┏━━

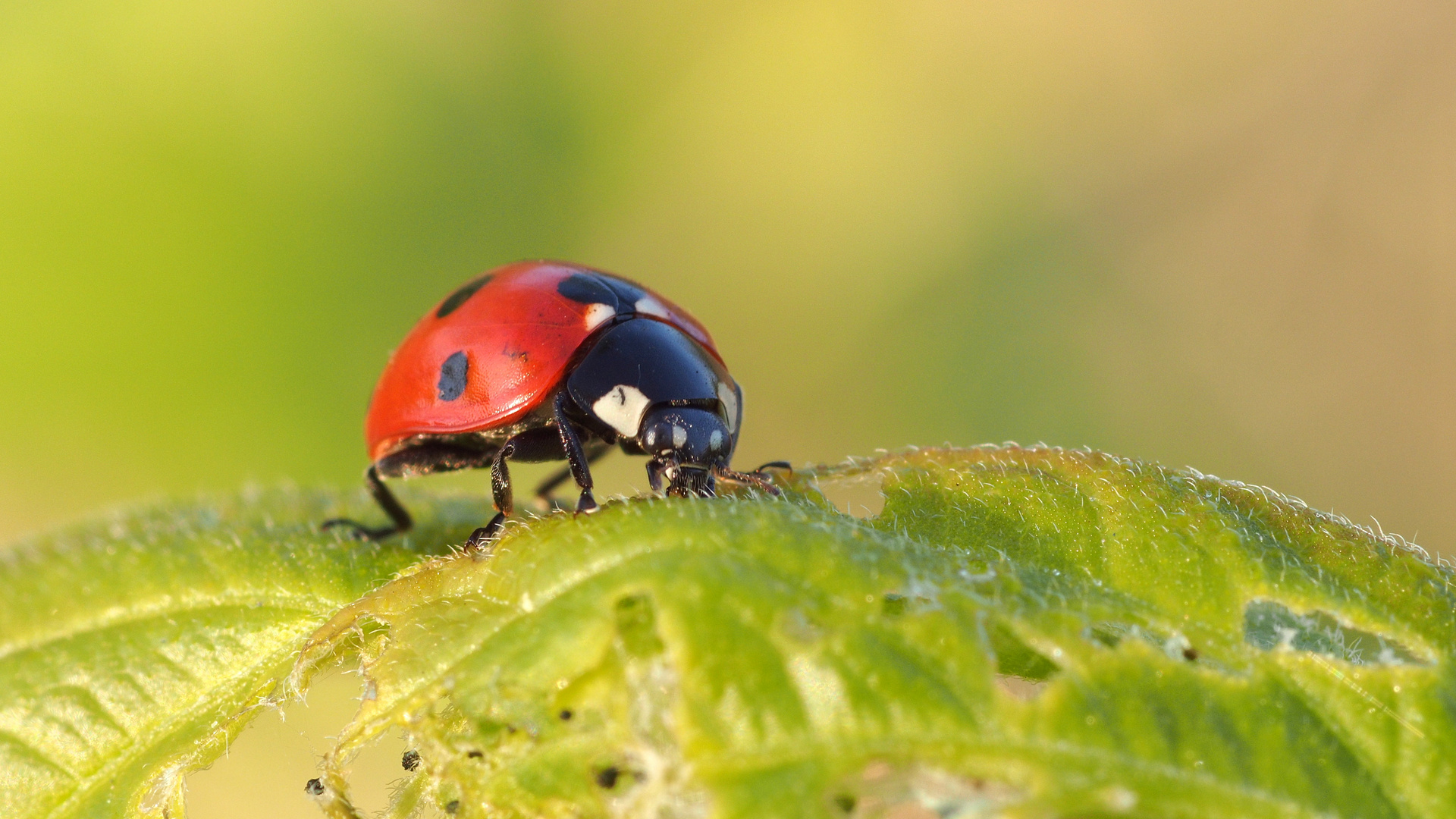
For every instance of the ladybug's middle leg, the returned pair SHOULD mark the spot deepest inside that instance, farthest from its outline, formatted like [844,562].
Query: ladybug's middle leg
[595,450]
[500,493]
[535,445]
[576,458]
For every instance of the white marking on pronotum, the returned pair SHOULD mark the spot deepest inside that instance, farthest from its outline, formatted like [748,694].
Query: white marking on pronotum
[622,409]
[730,400]
[650,306]
[599,314]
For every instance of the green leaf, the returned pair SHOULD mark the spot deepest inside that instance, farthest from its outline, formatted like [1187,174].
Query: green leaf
[1019,632]
[134,648]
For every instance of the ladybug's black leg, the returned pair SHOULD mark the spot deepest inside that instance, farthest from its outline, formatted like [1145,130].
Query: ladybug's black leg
[386,502]
[756,480]
[595,452]
[576,458]
[501,493]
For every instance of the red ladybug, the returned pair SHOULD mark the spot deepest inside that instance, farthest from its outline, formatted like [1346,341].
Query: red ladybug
[545,362]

┗━━

PROBLEM DESCRIPTION: Copy out every item above with each "instance" replaced by "occurrence" and everything else left as it is. Leave the pictures out.

FINISHED ANSWER:
For every occurrence of the ladybug's middle leg, the returned pair SHOULD mark the spot deepest inside that occurrence, farthest from its outline, formatted like [844,562].
Query: ladybug's middle leg
[595,450]
[500,493]
[535,445]
[576,458]
For every occurrence of the white marking on pronotum, the returned pair SHOULD mark the spot deepest inside that occurrence, farthest from its outline, formatted like [748,694].
Query: white marking on pronotum
[622,409]
[730,400]
[650,306]
[599,314]
For every occurrence of the green leaf, the returned pair SHOULD mark the spot deepest inside that occurrence, farthest from its outline, formatted like [1187,174].
Query: green leaf
[1019,632]
[134,648]
For every occurrence of the ladybug's black leg, the returned pair SHOULD mark the spot deepest inside that occurrence, farthest from its outline, formatted like [1145,130].
Query: ladybug's black leg
[386,502]
[756,480]
[595,452]
[576,458]
[501,493]
For every occurrence of the red ladybug, the returned pair SHOULD mark the spot deepest inside that occurrence, farthest from its outline, formatted like [1346,341].
Query: red ladybug
[545,362]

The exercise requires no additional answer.